### Challenge A:
Using the plot summary below, decide whether each statement agrees with it. Answer yes or no for each and quote the words of the summary that settle it.
(i) Lloyd Brandon had already been killed by the time Holmes reached him.
(ii) Holmes goes to the garden party disguised as a police officer.
(iii) Mateo says that Moriarty pushed him to seek revenge.
### Challenge B:
Answer these questions from the plot summary below.
(i) At what address does Ann Brandon visit Holmes and Watson?
(ii) What weapon did Gabriel Mateo use for his murders?
(iii) On what continent was the mine that the two fathers disputed?

### Text provided:
_ _ _

Holmes and Watson are visited at 221B Baker Street by Ann Brandon. She tells him that her brother Lloyd has received a strange note: a drawing of a man with an albatross hanging around his neck, identical to one received by her father just before his brutal murder ten years before. Holmes deduces that the note is a warning and rushes to find Lloyd Brandon. He is too late, as Lloyd has been murdered by being strangled and having his skull crushed.

Holmes, disguised as a music-hall entertainer, attends a garden party, where he correctly believes an attempt will be made on Ann's life. Hearing her cries from a nearby park, he captures her assailant, who turns out to be Gabriel Mateo, out for revenge on the Brandons for the murder of his father by Ann's father in a dispute over ownership of their South American mine. His murder weapon was a bola. Mateo also reveals that it was Moriarty who urged him to seek revenge.

_ _ _

(Stored data entries)
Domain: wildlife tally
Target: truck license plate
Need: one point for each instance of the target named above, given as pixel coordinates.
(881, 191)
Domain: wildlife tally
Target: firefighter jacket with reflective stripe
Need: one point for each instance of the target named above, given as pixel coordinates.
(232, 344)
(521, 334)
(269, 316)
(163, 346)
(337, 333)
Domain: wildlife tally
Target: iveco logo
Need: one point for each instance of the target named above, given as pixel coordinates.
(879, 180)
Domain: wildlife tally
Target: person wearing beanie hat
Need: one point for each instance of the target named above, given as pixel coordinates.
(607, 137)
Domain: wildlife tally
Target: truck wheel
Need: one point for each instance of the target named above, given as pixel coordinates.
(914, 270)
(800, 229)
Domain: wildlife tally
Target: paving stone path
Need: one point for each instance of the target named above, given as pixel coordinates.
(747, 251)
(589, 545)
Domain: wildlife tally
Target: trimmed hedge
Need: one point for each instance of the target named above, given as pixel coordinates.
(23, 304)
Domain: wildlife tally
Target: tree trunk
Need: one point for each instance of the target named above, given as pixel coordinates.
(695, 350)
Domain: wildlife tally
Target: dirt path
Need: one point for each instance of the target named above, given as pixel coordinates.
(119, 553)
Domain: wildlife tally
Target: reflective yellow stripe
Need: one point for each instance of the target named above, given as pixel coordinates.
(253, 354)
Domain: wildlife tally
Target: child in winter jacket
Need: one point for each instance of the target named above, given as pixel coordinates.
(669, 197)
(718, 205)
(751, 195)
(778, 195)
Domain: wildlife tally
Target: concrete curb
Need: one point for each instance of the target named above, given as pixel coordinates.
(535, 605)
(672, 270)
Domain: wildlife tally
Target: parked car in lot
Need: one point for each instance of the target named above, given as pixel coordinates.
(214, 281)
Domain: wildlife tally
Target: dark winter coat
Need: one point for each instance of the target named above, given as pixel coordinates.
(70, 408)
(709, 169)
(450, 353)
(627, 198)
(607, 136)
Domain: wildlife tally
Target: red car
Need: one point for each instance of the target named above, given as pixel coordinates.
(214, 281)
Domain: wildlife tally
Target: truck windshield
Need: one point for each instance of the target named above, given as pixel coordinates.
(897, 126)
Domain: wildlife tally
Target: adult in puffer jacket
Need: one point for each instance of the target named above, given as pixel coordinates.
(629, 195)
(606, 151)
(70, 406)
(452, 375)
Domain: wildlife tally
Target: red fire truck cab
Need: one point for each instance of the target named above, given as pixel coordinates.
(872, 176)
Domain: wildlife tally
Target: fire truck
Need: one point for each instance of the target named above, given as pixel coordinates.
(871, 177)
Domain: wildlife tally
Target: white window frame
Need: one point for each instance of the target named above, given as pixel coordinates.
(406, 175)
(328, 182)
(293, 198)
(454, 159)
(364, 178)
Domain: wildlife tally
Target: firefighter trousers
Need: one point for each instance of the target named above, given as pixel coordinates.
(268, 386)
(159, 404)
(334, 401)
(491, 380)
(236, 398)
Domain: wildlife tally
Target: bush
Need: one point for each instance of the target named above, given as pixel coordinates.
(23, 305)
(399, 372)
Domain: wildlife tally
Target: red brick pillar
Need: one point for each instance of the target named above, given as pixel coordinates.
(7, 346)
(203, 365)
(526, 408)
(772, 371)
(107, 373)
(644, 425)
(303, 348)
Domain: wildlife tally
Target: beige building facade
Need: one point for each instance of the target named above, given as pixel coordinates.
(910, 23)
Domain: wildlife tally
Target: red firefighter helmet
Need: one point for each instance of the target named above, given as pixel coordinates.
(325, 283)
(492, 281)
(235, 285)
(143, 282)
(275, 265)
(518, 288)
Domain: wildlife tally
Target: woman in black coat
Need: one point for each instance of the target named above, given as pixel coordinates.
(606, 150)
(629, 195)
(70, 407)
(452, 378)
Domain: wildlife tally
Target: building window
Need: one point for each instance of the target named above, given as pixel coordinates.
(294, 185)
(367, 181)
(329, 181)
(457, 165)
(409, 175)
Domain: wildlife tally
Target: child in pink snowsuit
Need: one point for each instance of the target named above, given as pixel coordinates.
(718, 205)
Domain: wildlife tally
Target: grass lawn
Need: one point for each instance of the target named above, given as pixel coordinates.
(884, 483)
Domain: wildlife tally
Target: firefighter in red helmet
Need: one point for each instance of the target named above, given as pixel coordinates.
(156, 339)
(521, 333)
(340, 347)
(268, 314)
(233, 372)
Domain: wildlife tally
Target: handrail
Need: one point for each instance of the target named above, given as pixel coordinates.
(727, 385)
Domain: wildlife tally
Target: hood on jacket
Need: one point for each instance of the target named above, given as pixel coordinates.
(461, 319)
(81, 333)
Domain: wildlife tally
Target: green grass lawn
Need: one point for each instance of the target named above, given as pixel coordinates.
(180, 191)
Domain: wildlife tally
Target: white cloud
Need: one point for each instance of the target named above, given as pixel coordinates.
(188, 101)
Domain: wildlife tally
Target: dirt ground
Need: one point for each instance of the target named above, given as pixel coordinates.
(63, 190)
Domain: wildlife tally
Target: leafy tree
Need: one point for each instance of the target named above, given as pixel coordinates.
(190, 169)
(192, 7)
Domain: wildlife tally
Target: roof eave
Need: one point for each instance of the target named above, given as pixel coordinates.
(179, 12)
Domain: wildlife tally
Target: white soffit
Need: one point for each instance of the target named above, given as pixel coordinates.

_ _ _

### Exercise answer A:
(i) Yes: "He is too late, as Lloyd has been murdered by being strangled and having his skull crushed."
(ii) No: "Holmes, disguised as a music-hall entertainer, attends a garden party"
(iii) Yes: "Mateo also reveals that it was Moriarty who urged him to seek revenge."

### Exercise answer B:
(i) 221B Baker Street
(ii) A bola
(iii) South America